▶ _Working data_
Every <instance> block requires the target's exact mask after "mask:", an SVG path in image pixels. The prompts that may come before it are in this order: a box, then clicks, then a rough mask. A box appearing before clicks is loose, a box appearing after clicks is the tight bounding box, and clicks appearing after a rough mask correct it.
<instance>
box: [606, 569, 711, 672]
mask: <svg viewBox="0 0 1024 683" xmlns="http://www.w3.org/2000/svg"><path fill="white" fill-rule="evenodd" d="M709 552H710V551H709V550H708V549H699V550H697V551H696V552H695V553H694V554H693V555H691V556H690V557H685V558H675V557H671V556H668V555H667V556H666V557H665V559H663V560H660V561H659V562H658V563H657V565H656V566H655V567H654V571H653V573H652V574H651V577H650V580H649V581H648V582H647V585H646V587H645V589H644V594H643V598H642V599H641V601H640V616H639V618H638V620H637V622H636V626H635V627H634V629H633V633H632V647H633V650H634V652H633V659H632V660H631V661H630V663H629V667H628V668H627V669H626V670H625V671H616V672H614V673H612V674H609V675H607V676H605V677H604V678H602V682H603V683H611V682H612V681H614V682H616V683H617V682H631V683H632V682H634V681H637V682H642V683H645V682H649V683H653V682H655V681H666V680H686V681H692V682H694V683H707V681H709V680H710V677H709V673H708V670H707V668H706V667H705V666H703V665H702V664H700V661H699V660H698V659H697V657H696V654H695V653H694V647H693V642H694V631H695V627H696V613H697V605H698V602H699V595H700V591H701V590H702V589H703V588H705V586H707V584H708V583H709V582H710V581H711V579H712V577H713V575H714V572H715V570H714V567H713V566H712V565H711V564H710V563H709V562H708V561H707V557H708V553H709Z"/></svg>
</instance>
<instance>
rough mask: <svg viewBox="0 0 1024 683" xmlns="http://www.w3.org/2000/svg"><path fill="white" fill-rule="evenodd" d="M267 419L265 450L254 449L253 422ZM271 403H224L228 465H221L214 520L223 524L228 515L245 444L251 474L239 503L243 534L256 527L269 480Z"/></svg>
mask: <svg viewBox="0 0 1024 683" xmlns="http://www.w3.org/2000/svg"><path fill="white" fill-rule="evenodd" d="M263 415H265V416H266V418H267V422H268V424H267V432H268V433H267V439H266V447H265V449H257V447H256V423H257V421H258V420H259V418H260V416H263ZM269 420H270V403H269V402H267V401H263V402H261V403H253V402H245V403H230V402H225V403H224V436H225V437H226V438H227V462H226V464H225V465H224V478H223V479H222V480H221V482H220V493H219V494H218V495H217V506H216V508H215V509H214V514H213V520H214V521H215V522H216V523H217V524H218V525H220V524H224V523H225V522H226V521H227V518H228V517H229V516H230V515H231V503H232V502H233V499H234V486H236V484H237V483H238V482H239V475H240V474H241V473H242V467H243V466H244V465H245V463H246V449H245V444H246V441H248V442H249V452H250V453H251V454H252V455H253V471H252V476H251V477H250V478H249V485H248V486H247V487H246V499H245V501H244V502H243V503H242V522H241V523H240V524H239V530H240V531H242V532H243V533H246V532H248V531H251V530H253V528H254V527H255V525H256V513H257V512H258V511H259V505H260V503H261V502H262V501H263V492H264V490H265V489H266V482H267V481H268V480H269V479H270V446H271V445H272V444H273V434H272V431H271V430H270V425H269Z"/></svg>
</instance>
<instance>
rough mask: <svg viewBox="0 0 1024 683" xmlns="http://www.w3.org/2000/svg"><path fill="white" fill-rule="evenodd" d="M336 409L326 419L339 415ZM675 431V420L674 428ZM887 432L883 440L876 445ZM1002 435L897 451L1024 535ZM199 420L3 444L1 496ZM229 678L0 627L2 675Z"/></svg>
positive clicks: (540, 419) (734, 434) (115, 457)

▶ _What this task involves_
Copy out all of the records shown above exactly.

▶ _The completed task_
Every <instance> block requires the target's exact mask after "mask:", an SVG path in image pixels. The prompts that may come before it are in this order: a box, then clicks, then a rough mask. A box appearing before clicks is loose, a box appearing after clicks is the tight bounding box, and clicks appearing after a rough mask correct it.
<instance>
box: [606, 569, 711, 672]
mask: <svg viewBox="0 0 1024 683" xmlns="http://www.w3.org/2000/svg"><path fill="white" fill-rule="evenodd" d="M709 552H710V551H709V550H708V549H699V550H697V551H696V552H695V553H694V554H693V555H691V556H690V557H685V558H675V557H671V556H668V555H667V556H666V557H665V559H663V560H660V561H659V562H658V563H657V565H656V566H655V567H654V571H653V573H652V574H651V577H650V580H649V581H648V582H647V585H646V587H645V589H644V594H643V598H642V599H641V601H640V616H639V618H638V620H637V622H636V626H635V627H634V629H633V633H632V647H633V650H634V652H633V659H632V660H631V661H630V663H629V667H628V668H627V669H626V670H625V671H616V672H614V673H612V674H609V675H607V676H605V677H604V678H602V682H603V683H611V682H612V681H614V682H616V683H617V682H631V683H632V682H634V681H637V682H642V683H645V682H649V683H653V682H655V681H666V680H686V681H692V682H694V683H707V681H709V680H710V677H709V673H708V670H707V668H706V667H705V666H703V665H702V664H700V661H699V660H698V659H697V657H696V654H695V653H694V647H693V642H694V631H695V627H696V613H697V605H698V602H699V595H700V591H701V590H702V589H703V588H705V586H707V584H708V583H709V582H710V581H711V579H712V577H713V575H714V572H715V570H714V567H713V566H712V565H711V564H710V563H709V562H708V561H707V557H708V553H709Z"/></svg>
</instance>
<instance>
rough mask: <svg viewBox="0 0 1024 683" xmlns="http://www.w3.org/2000/svg"><path fill="white" fill-rule="evenodd" d="M267 419L265 450L254 449L253 422ZM271 403H224L228 465H221L214 520L223 524L228 515L245 444L251 474L239 503L243 534L256 527L269 480Z"/></svg>
mask: <svg viewBox="0 0 1024 683" xmlns="http://www.w3.org/2000/svg"><path fill="white" fill-rule="evenodd" d="M263 415H265V416H266V418H267V422H268V424H267V432H268V433H267V439H266V447H265V449H257V447H256V423H257V421H258V420H259V418H260V416H263ZM269 420H270V403H269V402H267V401H263V402H261V403H253V402H245V403H230V402H225V403H224V436H225V437H226V438H227V462H226V464H225V465H224V478H223V479H222V480H221V482H220V493H219V494H218V495H217V506H216V508H215V509H214V514H213V520H214V521H215V522H216V523H217V524H218V525H220V524H224V523H225V522H226V521H227V518H228V517H229V516H230V515H231V503H232V502H233V499H234V486H236V484H237V483H238V482H239V475H240V474H241V473H242V467H243V466H244V465H245V463H246V449H245V444H246V441H248V442H249V452H250V453H251V454H252V455H253V471H252V476H251V477H250V478H249V485H248V486H247V487H246V499H245V501H244V502H243V503H242V522H241V523H240V524H239V530H240V531H242V532H243V533H246V532H248V531H251V530H253V528H254V527H255V525H256V513H257V512H258V511H259V505H260V503H261V502H262V501H263V492H264V490H265V489H266V482H267V481H268V480H269V479H270V446H271V445H272V444H273V434H272V431H271V430H270V425H269Z"/></svg>
</instance>
<instance>
rough mask: <svg viewBox="0 0 1024 683" xmlns="http://www.w3.org/2000/svg"><path fill="white" fill-rule="evenodd" d="M336 409L326 419L339 415ZM675 431V420L674 428ZM887 432L883 440L876 445ZM1002 435L897 451L1024 535ZM199 420L3 444L1 496ZM229 678L0 627L2 675Z"/></svg>
positive clicks: (540, 419) (734, 434) (115, 457)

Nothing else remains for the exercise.